### [Direction]
From the records below, copy every line that contains the word "stone".

Start Record extracts

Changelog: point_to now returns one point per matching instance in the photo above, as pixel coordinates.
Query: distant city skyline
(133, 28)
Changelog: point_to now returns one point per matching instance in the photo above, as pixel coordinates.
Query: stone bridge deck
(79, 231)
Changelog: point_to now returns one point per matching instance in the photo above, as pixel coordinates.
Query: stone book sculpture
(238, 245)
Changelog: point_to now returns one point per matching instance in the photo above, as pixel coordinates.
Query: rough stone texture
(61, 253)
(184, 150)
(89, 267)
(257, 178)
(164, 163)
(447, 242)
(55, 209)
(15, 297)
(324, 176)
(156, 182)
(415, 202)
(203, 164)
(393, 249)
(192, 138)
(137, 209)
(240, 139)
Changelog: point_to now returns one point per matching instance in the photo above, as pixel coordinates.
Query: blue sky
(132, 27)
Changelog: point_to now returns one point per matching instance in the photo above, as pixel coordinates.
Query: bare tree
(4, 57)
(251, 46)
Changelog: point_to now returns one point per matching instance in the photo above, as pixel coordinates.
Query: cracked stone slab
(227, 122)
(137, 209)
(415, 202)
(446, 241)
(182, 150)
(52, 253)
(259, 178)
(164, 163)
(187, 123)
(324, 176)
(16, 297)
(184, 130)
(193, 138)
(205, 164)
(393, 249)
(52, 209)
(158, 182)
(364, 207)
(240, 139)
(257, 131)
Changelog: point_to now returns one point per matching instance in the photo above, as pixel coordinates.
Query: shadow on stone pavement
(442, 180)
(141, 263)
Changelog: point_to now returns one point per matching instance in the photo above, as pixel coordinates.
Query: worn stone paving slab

End Record extracts

### [Result of this task]
Query: stone bridge deck
Query: stone book sculpture
Query: rough stone texture
Query: cracked stone slab
Query: shadow on stone pavement
Query: worn stone paving slab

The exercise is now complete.